• _Task_
Could you transcribe every entry exactly, leaving nothing out?

Top of Provided records

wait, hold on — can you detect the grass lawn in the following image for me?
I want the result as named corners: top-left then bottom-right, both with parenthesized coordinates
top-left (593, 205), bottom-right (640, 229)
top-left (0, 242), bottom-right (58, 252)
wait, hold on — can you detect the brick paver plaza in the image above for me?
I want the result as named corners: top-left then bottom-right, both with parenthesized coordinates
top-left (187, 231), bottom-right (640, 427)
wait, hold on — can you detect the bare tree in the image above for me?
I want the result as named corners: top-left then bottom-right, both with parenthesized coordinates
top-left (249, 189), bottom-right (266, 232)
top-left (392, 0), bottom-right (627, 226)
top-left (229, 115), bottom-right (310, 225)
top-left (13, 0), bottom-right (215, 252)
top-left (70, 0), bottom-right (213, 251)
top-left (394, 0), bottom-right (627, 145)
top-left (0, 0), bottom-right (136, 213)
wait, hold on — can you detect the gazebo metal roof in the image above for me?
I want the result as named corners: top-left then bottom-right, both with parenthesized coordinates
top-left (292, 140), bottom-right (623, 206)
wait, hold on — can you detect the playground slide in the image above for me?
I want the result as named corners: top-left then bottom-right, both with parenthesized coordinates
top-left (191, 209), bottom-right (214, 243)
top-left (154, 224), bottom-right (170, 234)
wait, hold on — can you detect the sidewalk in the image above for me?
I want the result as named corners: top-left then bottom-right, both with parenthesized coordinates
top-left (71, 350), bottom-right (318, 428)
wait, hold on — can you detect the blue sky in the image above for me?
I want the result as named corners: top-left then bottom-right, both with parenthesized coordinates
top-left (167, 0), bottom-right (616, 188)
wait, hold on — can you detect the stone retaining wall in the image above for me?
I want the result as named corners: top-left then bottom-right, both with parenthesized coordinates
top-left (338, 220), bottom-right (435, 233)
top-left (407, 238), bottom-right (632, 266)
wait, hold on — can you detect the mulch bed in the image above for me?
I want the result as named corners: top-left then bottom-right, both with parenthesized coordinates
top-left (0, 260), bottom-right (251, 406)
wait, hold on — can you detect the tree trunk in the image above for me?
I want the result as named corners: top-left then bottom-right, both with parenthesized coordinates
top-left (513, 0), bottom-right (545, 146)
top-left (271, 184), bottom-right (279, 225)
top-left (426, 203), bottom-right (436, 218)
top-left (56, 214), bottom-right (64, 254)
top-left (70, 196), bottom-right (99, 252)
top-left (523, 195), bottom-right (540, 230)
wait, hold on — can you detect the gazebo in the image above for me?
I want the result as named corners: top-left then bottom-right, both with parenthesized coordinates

Bottom of Provided records

• _Result_
wait, hold on — can you detect the grass lawn in the following image for me?
I want the result as named corners: top-left then bottom-right, both with parenthesized coordinates
top-left (593, 205), bottom-right (640, 229)
top-left (0, 242), bottom-right (58, 252)
wait, hold on — can you detect the brick paver plaza in the image above for me?
I want the result as named corners: top-left then bottom-right, both with parenthesized coordinates
top-left (187, 231), bottom-right (640, 427)
wait, hold on — can you detect the bare tree in the image above for me?
I want the result as named corners: top-left then bottom-right, both with parenthesized coordinates
top-left (249, 189), bottom-right (266, 232)
top-left (392, 0), bottom-right (627, 226)
top-left (229, 115), bottom-right (310, 225)
top-left (13, 0), bottom-right (215, 252)
top-left (70, 0), bottom-right (213, 251)
top-left (394, 0), bottom-right (627, 145)
top-left (0, 0), bottom-right (136, 213)
wait, hold on — can you detect the gazebo metal roof in the image above for me?
I want the result as named corners: top-left then bottom-right, both with parenthesized coordinates
top-left (292, 140), bottom-right (623, 206)
wait, hold on — can you detect the playground slide in the image above for me?
I want the result as named corners: top-left then bottom-right, both with parenthesized coordinates
top-left (191, 209), bottom-right (214, 243)
top-left (154, 224), bottom-right (170, 234)
wait, hold on — can you detect the sidewalk in the image above for me?
I want the result as named corners: top-left then bottom-right, both with parenthesized coordinates
top-left (71, 350), bottom-right (318, 428)
wait, hold on — can you detect the blue sky in the image above for me?
I want the result as named corners: top-left then bottom-right, both with parenthesized coordinates
top-left (167, 0), bottom-right (616, 188)
wait, hold on — can you detect the stone retaining wall in the image above for me?
I want the result as named corners: top-left then bottom-right, both with parenthesized coordinates
top-left (338, 220), bottom-right (435, 233)
top-left (407, 238), bottom-right (632, 266)
wait, hold on — can you detect the mulch bed in the image above for me?
I want the result as named corners: top-left then bottom-right, both with parenthesized coordinates
top-left (0, 260), bottom-right (251, 406)
wait, hold on — can you detect the tree trunk in the image above for me?
I want the result as named corners: top-left then bottom-right, both with parenthesized coordinates
top-left (513, 0), bottom-right (545, 146)
top-left (271, 184), bottom-right (279, 225)
top-left (426, 203), bottom-right (436, 218)
top-left (56, 214), bottom-right (64, 254)
top-left (70, 196), bottom-right (99, 252)
top-left (523, 195), bottom-right (540, 230)
wait, hold on — can you detect the gazebo in the image above for me?
I want the result as named corners: top-left then bottom-right, both with parenthesized coordinates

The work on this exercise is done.